## Set exercise
Count the lines in the listing below: how many contain the word "raised"? Reply with the number alone.

####

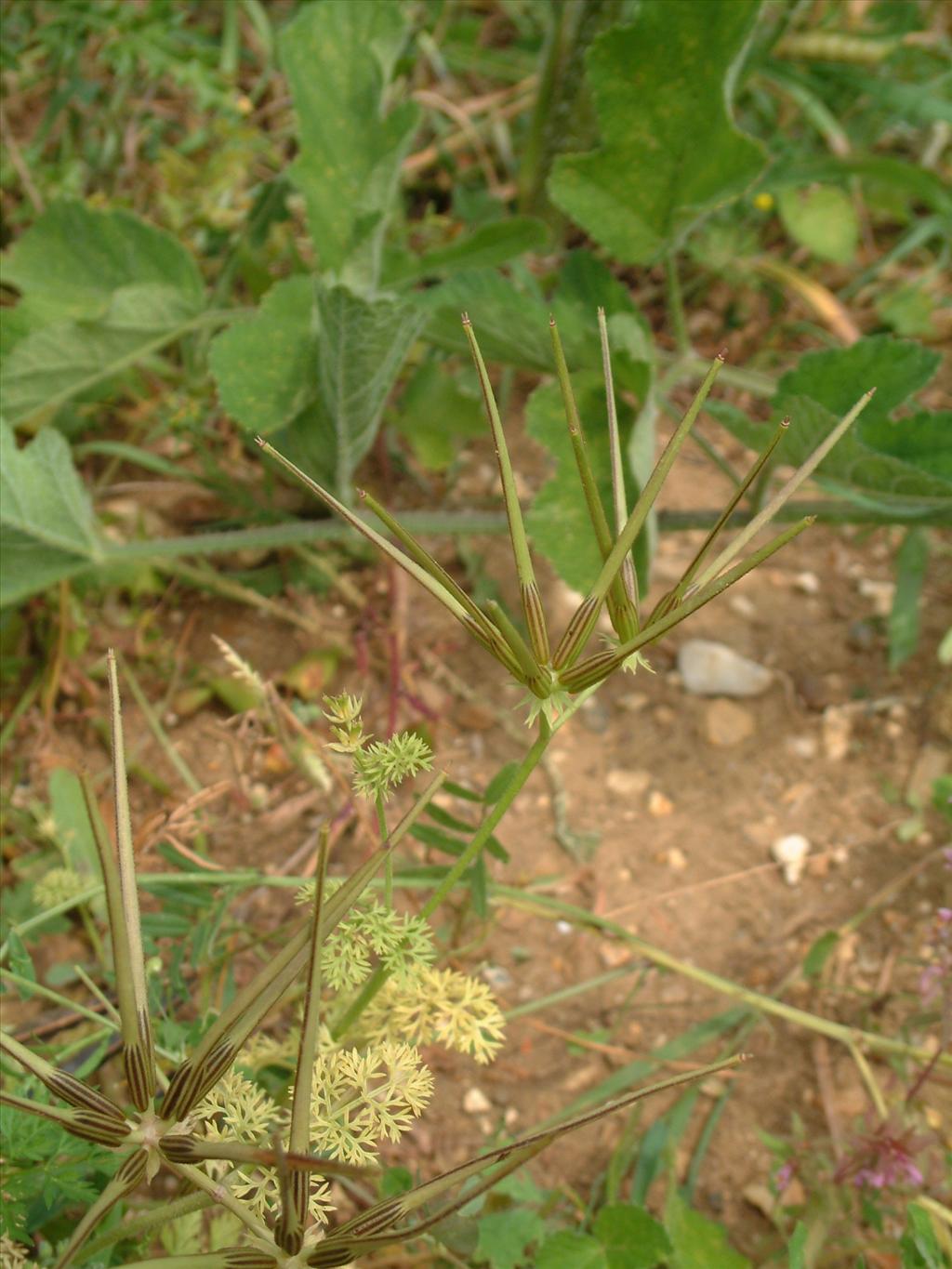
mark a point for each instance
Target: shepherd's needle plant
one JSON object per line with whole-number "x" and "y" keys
{"x": 354, "y": 1084}
{"x": 374, "y": 991}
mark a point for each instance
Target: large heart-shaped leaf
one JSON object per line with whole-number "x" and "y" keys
{"x": 101, "y": 289}
{"x": 670, "y": 152}
{"x": 47, "y": 524}
{"x": 339, "y": 59}
{"x": 313, "y": 368}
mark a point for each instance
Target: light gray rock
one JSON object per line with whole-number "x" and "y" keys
{"x": 712, "y": 669}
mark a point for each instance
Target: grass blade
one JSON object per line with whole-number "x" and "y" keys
{"x": 573, "y": 643}
{"x": 619, "y": 499}
{"x": 377, "y": 1229}
{"x": 528, "y": 589}
{"x": 676, "y": 595}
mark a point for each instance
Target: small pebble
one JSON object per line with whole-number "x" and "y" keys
{"x": 711, "y": 669}
{"x": 728, "y": 723}
{"x": 659, "y": 805}
{"x": 496, "y": 976}
{"x": 475, "y": 1102}
{"x": 628, "y": 783}
{"x": 837, "y": 731}
{"x": 801, "y": 747}
{"x": 881, "y": 594}
{"x": 789, "y": 853}
{"x": 743, "y": 605}
{"x": 808, "y": 584}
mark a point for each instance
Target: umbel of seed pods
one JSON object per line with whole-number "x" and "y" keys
{"x": 552, "y": 674}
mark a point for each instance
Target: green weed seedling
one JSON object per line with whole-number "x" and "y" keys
{"x": 216, "y": 1130}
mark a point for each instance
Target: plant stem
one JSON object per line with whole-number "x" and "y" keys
{"x": 479, "y": 840}
{"x": 847, "y": 1036}
{"x": 149, "y": 1221}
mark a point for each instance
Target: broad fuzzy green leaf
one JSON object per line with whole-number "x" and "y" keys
{"x": 698, "y": 1243}
{"x": 339, "y": 59}
{"x": 361, "y": 350}
{"x": 61, "y": 361}
{"x": 572, "y": 1249}
{"x": 631, "y": 1237}
{"x": 823, "y": 219}
{"x": 312, "y": 369}
{"x": 511, "y": 317}
{"x": 486, "y": 246}
{"x": 47, "y": 523}
{"x": 836, "y": 377}
{"x": 266, "y": 367}
{"x": 670, "y": 152}
{"x": 72, "y": 260}
{"x": 437, "y": 416}
{"x": 559, "y": 522}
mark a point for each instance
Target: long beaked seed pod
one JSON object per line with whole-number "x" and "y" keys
{"x": 535, "y": 619}
{"x": 576, "y": 632}
{"x": 619, "y": 604}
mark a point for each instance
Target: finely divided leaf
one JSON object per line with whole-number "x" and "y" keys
{"x": 670, "y": 152}
{"x": 339, "y": 59}
{"x": 47, "y": 524}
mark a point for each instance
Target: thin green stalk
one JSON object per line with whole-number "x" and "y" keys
{"x": 619, "y": 497}
{"x": 431, "y": 566}
{"x": 479, "y": 840}
{"x": 155, "y": 726}
{"x": 296, "y": 1188}
{"x": 845, "y": 1036}
{"x": 138, "y": 1227}
{"x": 389, "y": 861}
{"x": 49, "y": 914}
{"x": 600, "y": 667}
{"x": 676, "y": 305}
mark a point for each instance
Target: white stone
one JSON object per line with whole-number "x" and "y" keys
{"x": 808, "y": 583}
{"x": 712, "y": 669}
{"x": 789, "y": 853}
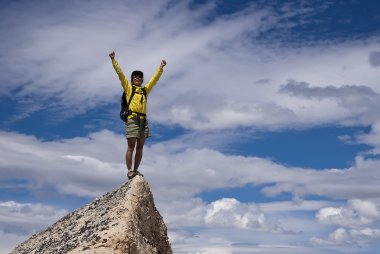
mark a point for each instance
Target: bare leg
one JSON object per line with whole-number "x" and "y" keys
{"x": 139, "y": 149}
{"x": 129, "y": 153}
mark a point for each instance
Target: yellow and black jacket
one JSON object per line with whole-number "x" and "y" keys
{"x": 138, "y": 103}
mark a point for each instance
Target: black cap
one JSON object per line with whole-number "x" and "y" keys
{"x": 138, "y": 74}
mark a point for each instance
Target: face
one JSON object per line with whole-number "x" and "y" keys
{"x": 137, "y": 80}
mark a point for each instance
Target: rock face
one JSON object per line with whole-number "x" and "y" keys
{"x": 123, "y": 221}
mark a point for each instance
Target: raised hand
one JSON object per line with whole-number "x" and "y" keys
{"x": 163, "y": 63}
{"x": 112, "y": 55}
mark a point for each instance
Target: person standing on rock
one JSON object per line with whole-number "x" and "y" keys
{"x": 136, "y": 126}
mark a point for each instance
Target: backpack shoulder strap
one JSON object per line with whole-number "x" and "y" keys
{"x": 130, "y": 98}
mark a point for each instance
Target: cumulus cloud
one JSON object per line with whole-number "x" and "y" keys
{"x": 353, "y": 237}
{"x": 355, "y": 214}
{"x": 61, "y": 54}
{"x": 229, "y": 212}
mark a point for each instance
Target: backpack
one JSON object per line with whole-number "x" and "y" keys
{"x": 125, "y": 111}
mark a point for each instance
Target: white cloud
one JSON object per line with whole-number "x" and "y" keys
{"x": 353, "y": 237}
{"x": 229, "y": 212}
{"x": 355, "y": 214}
{"x": 59, "y": 53}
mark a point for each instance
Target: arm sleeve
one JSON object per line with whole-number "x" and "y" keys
{"x": 153, "y": 80}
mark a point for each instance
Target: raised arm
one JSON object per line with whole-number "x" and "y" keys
{"x": 118, "y": 70}
{"x": 156, "y": 76}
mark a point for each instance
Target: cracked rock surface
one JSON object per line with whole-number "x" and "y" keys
{"x": 122, "y": 221}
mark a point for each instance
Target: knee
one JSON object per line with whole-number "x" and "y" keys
{"x": 139, "y": 147}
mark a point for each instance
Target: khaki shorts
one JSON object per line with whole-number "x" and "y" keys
{"x": 134, "y": 129}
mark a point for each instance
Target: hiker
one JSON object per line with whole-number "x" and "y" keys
{"x": 136, "y": 126}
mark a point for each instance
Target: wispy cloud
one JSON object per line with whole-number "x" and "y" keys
{"x": 59, "y": 55}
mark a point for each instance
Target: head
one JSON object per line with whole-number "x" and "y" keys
{"x": 137, "y": 77}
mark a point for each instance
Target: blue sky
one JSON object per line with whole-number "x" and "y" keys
{"x": 266, "y": 132}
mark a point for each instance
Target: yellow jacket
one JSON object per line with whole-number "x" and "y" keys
{"x": 138, "y": 103}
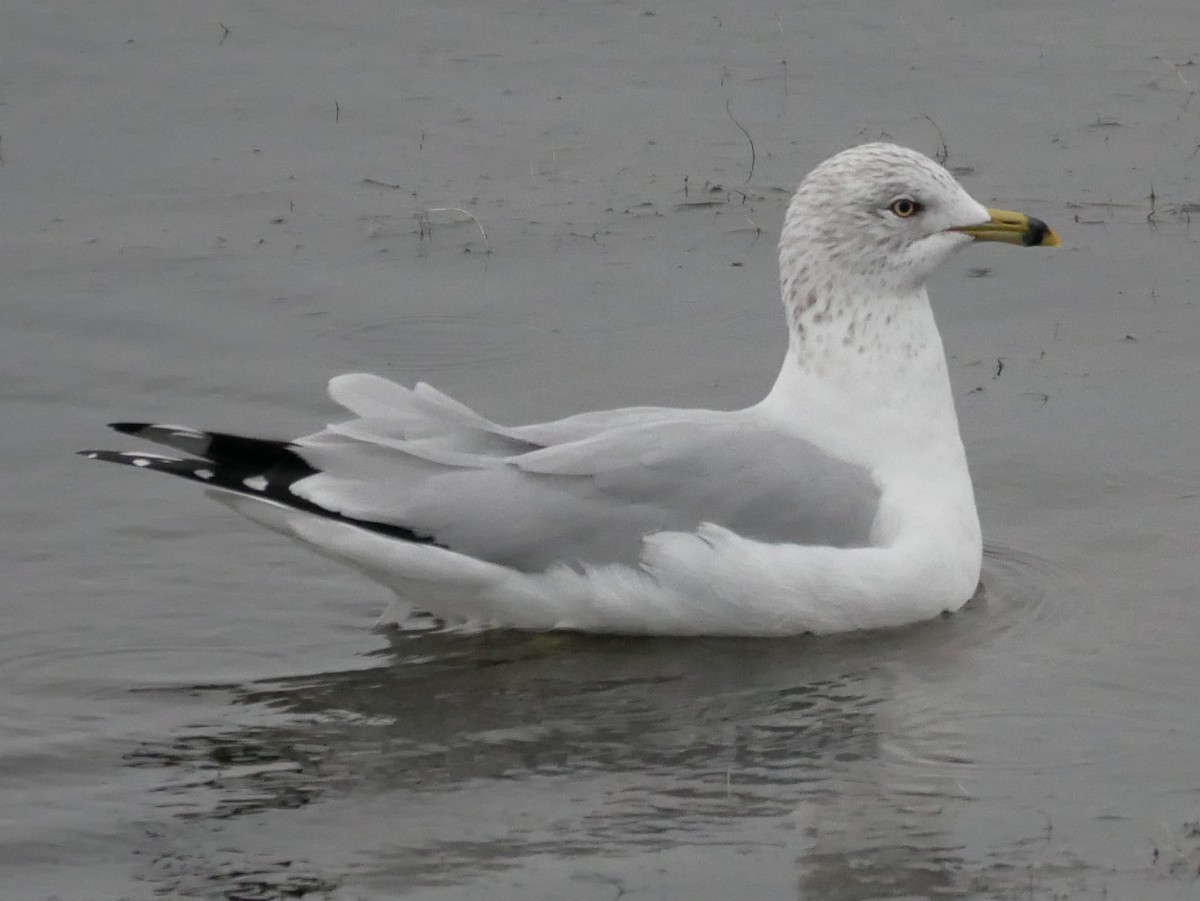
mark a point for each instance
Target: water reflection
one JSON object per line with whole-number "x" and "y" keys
{"x": 451, "y": 756}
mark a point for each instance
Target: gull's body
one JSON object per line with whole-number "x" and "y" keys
{"x": 843, "y": 500}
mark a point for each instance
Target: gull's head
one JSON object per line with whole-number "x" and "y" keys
{"x": 891, "y": 216}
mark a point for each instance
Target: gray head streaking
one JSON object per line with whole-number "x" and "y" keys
{"x": 841, "y": 500}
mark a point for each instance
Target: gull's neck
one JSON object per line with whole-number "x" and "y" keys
{"x": 865, "y": 372}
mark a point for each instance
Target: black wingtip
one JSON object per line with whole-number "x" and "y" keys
{"x": 129, "y": 427}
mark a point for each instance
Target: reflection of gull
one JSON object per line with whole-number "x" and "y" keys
{"x": 839, "y": 502}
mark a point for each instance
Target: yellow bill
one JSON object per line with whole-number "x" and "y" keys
{"x": 1013, "y": 228}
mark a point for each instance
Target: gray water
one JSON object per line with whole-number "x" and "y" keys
{"x": 209, "y": 209}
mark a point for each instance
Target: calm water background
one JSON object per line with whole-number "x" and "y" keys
{"x": 208, "y": 209}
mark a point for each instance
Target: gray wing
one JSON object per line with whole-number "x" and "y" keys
{"x": 582, "y": 490}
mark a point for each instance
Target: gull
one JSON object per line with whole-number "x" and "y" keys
{"x": 840, "y": 502}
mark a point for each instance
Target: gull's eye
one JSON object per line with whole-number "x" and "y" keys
{"x": 905, "y": 206}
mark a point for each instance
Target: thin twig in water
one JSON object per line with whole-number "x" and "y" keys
{"x": 381, "y": 184}
{"x": 487, "y": 247}
{"x": 943, "y": 151}
{"x": 753, "y": 155}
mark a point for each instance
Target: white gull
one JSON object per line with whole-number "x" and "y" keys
{"x": 843, "y": 500}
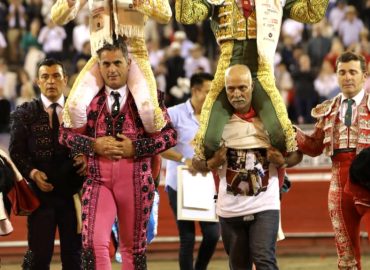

####

## Final result
2